Everything from the line containing "Mark one point on every instance of the ground" to the last line of the entries must be reproduced exactly, and nothing outside that range.

Data for processing Block Start

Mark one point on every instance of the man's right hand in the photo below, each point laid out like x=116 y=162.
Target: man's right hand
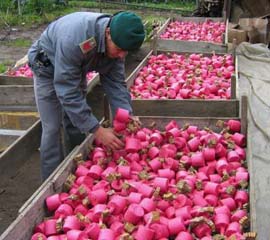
x=108 y=138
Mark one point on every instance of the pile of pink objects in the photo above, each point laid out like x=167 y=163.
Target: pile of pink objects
x=182 y=183
x=24 y=71
x=208 y=31
x=177 y=76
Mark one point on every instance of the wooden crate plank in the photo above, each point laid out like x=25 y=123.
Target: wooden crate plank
x=186 y=108
x=133 y=75
x=8 y=80
x=35 y=211
x=17 y=153
x=17 y=95
x=17 y=120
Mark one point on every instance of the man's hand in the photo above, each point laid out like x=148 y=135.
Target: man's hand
x=136 y=121
x=108 y=138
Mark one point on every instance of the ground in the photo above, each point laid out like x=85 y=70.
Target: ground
x=15 y=190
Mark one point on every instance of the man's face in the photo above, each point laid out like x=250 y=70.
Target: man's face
x=112 y=50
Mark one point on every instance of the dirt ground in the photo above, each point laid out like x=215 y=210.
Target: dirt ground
x=15 y=190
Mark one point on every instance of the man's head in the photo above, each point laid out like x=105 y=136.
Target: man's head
x=125 y=33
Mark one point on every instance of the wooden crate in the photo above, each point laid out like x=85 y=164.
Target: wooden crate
x=190 y=46
x=185 y=107
x=34 y=210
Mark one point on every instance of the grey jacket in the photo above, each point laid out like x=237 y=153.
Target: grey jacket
x=61 y=42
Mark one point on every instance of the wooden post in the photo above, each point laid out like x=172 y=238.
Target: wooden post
x=243 y=116
x=154 y=43
x=233 y=87
x=19 y=7
x=100 y=7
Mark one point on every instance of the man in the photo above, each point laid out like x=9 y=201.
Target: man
x=69 y=48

Data for processing Block End

*Completed exercise:*
Mark one point on every instance of the ground in the photo above, each point laid out like x=85 y=70.
Target: ground
x=15 y=190
Mark one point on every instance of the man's face in the photo above, each point laid out like x=250 y=70.
Target: man's face
x=112 y=50
Mark one point on every instance of the dirt ground in the photo above, each point laid out like x=215 y=210.
Target: dirt ground
x=15 y=190
Mark one point on every instance of the man's head in the photo above, each point laid out like x=105 y=136.
Target: man's head
x=125 y=33
Mark one point on every instance of the wooden crate in the photo above, each point laid out like x=85 y=164.
Target: wooden crate
x=190 y=46
x=185 y=107
x=34 y=210
Mark one point on every instance of the grey jacket in the photo above, each point laid out like x=237 y=153.
Target: grey jacket
x=61 y=42
Mark one point on every instance of the wooden post in the photo above, each point laid out like x=172 y=238.
Target: wooden post
x=243 y=116
x=154 y=43
x=233 y=87
x=19 y=7
x=100 y=7
Mark one point on every instance of the man in the photo above, each point laid out like x=9 y=201.
Target: man
x=69 y=48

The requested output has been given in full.